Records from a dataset
****
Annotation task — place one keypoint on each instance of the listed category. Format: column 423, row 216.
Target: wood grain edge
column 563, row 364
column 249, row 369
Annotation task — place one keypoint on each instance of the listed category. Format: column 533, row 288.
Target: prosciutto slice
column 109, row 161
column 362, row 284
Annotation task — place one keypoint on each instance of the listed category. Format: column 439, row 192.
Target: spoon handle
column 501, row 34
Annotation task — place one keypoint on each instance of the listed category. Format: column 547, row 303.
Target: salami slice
****
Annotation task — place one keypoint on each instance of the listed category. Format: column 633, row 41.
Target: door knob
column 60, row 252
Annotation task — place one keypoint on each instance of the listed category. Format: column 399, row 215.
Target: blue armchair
****
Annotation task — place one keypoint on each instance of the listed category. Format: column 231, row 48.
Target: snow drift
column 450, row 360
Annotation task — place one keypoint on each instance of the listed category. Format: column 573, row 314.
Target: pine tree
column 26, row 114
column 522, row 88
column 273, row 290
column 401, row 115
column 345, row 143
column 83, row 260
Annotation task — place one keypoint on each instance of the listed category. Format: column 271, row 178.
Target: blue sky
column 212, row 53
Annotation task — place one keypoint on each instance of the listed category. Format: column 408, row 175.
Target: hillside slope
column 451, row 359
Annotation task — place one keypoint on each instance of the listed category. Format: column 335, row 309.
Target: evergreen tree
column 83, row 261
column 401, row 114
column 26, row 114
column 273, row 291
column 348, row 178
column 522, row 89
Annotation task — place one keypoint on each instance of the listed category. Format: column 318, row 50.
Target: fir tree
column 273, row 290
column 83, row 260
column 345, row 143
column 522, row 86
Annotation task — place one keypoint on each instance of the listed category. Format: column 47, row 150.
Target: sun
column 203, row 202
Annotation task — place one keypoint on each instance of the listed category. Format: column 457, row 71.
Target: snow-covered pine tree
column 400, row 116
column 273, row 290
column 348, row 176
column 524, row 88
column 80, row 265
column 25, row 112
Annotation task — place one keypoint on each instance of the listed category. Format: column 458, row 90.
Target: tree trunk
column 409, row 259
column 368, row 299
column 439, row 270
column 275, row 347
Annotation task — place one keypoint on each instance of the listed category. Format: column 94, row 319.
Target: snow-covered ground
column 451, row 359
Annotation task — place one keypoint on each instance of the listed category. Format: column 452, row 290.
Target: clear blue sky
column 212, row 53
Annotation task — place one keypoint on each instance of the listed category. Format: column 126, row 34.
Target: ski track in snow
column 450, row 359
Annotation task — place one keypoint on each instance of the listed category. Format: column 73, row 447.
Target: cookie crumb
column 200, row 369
****
» SET EXERCISE:
Return, unchanged, the lines of the data above from the line containing "452, row 290." through the line containing "column 450, row 359", including both of those lines.

» EXERCISE SOLUTION:
Annotation task — place one keypoint on each instance of the listed category. Format: column 452, row 290.
Target: clear blue sky
column 212, row 53
Annotation task — place one keypoint on each instance of the listed category. Format: column 126, row 34.
Target: ski track in snow
column 450, row 359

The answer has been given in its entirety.